(Beginning of Supplied material)

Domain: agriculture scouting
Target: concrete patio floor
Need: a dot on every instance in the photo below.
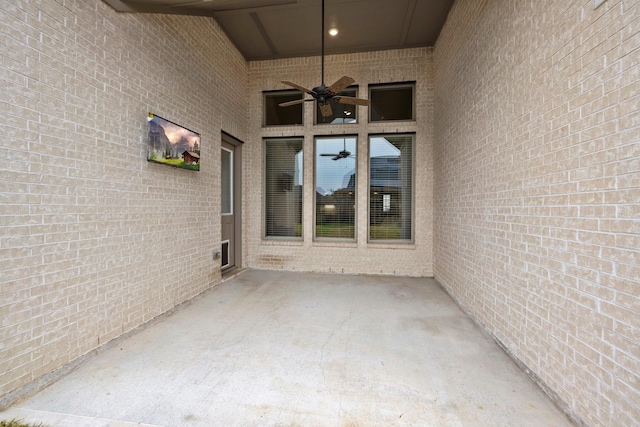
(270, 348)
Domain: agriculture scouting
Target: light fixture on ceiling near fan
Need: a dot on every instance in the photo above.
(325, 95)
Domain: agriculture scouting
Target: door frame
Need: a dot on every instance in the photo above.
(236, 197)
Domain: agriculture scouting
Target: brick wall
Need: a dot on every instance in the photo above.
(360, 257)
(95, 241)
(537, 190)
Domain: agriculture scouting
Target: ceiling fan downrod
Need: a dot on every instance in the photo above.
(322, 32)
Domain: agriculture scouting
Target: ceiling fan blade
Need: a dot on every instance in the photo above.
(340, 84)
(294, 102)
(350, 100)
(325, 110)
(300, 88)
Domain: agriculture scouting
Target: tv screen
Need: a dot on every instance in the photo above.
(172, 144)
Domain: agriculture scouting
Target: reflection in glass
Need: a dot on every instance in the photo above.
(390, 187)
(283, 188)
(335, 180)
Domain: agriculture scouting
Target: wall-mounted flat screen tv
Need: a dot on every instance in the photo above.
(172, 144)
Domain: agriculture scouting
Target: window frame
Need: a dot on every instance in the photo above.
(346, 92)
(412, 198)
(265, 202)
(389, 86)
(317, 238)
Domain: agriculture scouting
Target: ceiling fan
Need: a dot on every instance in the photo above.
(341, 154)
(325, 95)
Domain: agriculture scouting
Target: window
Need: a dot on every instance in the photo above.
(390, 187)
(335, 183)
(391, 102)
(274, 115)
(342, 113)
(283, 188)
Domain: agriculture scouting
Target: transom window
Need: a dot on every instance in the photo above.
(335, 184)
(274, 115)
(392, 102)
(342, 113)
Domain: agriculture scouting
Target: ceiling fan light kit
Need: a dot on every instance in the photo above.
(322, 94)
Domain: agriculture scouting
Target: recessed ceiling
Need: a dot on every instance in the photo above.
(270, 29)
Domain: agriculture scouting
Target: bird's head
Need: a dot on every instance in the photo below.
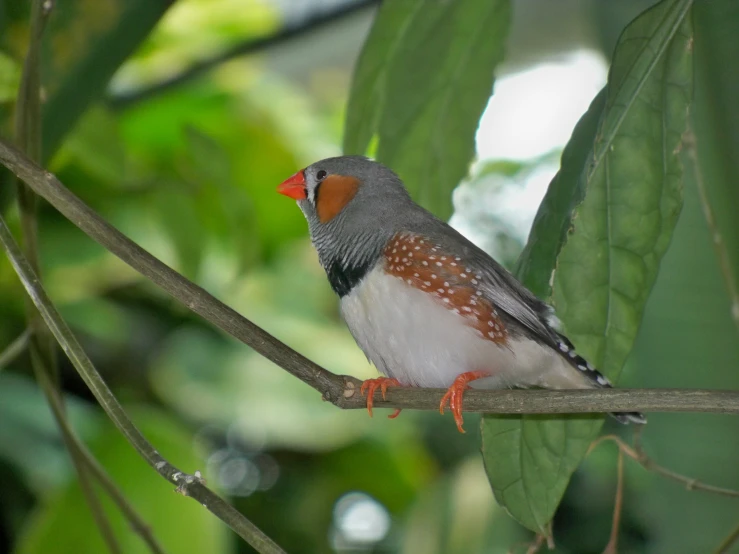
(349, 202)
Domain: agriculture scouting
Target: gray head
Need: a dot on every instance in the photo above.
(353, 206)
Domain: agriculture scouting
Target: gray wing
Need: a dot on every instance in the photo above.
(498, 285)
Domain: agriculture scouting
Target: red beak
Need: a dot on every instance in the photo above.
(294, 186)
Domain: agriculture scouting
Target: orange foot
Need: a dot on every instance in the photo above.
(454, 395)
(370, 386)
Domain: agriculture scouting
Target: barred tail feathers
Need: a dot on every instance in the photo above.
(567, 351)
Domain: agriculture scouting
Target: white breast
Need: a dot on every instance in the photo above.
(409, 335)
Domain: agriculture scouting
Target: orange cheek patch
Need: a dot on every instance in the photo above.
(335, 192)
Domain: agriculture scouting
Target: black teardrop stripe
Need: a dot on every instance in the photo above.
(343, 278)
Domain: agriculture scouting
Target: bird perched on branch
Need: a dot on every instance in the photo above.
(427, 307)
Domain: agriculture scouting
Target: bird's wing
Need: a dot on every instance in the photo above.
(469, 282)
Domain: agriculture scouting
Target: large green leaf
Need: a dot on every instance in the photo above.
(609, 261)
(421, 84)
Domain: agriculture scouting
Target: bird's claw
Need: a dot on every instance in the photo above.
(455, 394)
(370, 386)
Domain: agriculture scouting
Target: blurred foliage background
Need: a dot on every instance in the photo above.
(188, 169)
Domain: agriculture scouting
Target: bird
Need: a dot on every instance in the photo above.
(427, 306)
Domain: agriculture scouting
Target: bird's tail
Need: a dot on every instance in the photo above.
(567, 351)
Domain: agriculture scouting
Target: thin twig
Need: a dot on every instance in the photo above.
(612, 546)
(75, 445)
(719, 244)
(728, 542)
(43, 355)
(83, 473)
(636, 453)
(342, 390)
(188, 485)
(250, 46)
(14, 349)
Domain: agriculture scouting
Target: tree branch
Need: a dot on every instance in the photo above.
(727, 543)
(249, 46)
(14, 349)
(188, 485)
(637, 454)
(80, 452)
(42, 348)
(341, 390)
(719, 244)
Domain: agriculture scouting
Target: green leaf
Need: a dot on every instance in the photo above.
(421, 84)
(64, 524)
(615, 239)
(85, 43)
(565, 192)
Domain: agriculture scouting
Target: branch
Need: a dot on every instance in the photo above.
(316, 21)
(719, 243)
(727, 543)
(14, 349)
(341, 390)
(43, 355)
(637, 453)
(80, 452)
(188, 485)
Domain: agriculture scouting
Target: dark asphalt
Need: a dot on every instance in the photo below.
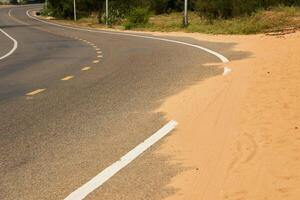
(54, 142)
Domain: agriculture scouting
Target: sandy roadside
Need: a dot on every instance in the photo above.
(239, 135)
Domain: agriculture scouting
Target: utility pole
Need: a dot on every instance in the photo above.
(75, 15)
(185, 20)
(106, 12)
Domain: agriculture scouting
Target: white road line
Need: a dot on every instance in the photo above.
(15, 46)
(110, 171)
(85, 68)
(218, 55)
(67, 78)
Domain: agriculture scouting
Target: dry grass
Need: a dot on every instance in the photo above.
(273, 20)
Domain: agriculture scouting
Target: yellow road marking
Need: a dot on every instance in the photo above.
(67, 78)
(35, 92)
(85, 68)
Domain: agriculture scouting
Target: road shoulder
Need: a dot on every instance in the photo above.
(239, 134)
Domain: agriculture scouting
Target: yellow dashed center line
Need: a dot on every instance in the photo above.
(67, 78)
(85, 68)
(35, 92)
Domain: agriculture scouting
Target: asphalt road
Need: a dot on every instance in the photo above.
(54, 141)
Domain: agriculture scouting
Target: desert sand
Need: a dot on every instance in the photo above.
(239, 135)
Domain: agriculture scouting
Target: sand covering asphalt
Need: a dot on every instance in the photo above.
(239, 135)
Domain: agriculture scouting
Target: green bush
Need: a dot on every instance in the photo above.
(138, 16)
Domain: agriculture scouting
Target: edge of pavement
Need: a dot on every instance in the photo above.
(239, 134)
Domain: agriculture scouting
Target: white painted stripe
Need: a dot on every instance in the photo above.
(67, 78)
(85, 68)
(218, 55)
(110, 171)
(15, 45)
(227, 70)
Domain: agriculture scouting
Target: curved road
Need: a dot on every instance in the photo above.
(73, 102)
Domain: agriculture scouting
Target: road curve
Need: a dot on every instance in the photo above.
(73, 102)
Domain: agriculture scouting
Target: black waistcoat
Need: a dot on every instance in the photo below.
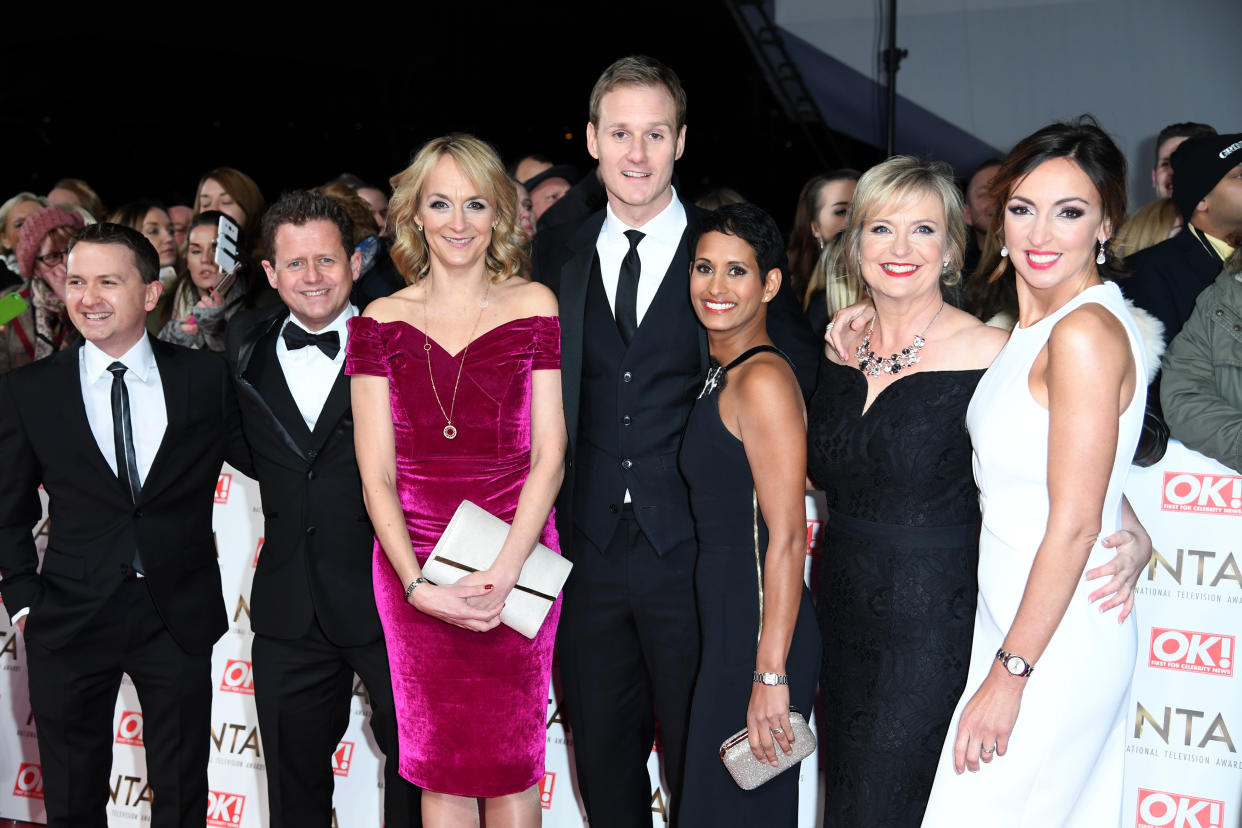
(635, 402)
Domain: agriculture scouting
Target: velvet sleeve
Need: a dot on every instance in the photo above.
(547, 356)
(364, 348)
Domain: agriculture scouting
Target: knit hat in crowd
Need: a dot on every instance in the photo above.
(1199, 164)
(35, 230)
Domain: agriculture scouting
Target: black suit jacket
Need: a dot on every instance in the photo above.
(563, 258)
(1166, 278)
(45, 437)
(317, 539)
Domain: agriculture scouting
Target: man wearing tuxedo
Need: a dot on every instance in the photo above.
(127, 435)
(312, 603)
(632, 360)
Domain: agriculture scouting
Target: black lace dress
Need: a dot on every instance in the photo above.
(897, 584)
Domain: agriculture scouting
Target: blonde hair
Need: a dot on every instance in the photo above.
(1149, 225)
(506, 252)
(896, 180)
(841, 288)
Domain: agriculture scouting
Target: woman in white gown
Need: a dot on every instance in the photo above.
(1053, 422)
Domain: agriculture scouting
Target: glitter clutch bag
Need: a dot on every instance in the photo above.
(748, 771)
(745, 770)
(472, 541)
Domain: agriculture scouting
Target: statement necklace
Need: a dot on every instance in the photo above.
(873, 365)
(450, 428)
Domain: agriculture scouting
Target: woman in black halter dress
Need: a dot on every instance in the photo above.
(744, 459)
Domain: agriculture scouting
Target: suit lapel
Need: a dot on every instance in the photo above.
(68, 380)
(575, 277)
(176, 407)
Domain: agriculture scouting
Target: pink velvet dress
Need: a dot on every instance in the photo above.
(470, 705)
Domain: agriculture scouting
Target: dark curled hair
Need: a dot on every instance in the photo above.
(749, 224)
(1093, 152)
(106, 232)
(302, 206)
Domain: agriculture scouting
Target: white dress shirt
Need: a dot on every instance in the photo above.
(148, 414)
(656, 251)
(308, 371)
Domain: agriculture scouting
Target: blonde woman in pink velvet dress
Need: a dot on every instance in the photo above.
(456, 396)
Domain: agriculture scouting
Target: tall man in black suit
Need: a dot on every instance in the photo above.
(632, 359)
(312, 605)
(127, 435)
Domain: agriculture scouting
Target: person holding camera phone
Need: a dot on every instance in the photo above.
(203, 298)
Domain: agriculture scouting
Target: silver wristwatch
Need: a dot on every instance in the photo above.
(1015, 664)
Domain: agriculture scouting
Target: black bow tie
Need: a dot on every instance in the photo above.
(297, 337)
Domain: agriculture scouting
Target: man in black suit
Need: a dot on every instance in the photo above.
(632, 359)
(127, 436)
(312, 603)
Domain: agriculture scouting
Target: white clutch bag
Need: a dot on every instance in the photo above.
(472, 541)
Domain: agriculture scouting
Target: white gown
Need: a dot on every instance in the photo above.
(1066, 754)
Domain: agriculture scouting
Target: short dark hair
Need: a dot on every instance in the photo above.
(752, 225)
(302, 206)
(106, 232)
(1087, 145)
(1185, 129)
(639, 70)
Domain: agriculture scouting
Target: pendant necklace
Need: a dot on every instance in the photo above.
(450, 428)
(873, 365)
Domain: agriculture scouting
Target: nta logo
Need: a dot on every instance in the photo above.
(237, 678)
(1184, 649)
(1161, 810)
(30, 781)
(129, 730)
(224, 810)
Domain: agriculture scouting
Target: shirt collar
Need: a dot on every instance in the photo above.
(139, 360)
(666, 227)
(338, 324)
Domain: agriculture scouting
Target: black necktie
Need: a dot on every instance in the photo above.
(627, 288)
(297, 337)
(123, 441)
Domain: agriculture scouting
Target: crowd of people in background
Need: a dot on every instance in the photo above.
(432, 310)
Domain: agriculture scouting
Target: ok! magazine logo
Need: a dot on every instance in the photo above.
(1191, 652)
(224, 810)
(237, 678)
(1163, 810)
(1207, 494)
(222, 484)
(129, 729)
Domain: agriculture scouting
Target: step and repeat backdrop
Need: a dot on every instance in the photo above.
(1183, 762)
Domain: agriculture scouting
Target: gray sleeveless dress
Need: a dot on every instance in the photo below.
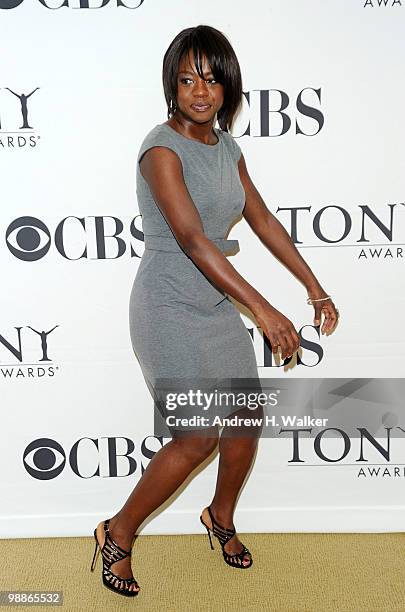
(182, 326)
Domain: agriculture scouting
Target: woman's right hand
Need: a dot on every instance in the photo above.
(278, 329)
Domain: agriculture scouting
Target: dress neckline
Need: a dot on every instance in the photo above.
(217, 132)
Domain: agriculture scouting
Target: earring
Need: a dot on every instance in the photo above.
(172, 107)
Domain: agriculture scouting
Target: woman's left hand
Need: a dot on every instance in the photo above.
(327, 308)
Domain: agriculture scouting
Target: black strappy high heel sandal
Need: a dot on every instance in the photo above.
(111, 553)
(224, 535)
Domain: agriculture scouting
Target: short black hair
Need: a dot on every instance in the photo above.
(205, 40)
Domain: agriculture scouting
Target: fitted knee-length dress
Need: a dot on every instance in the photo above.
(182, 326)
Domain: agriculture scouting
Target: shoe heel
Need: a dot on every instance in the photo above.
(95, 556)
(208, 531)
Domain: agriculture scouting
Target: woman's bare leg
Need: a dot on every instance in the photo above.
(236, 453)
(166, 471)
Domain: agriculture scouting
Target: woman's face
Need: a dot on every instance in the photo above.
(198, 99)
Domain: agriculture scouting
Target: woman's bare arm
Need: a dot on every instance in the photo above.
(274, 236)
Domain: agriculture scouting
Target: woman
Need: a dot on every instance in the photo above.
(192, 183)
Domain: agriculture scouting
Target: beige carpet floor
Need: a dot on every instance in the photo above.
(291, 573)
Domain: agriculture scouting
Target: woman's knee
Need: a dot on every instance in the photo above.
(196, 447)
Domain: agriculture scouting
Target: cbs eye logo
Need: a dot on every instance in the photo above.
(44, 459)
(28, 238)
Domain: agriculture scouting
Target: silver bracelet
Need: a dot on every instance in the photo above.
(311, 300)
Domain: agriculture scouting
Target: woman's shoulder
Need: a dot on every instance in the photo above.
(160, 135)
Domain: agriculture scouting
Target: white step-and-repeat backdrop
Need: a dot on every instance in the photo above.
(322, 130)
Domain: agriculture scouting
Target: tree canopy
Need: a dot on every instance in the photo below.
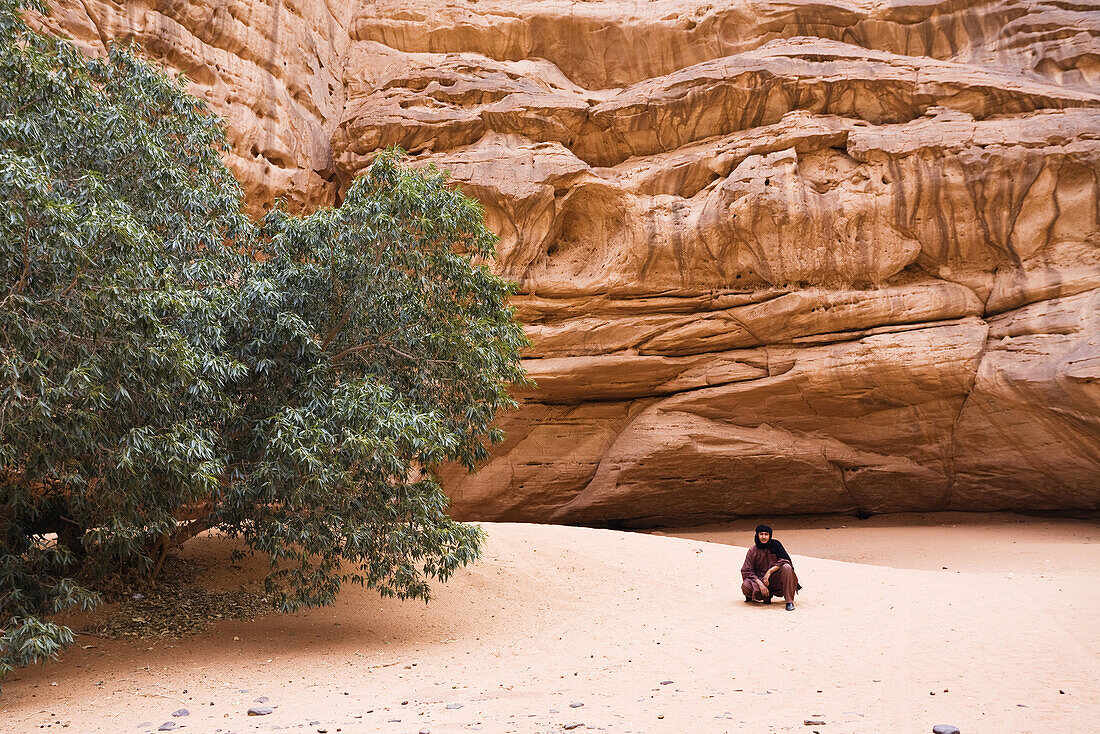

(End of Supplied material)

What is needed -> Would you print exactly, and only, the lines of the data above from the line with "Target: ceiling fan blade" through the line with "Target: reflection in glass", inclusive?

Written solution ->
Target: ceiling fan blade
Need: a dot on every instance in the photo above.
(340, 84)
(294, 102)
(350, 100)
(325, 110)
(300, 88)
Domain: agriculture scouting
Target: tv screen
Need: a dot on every instance in the photo above.
(172, 144)
Domain: agriculture scouting
Target: reflection in glass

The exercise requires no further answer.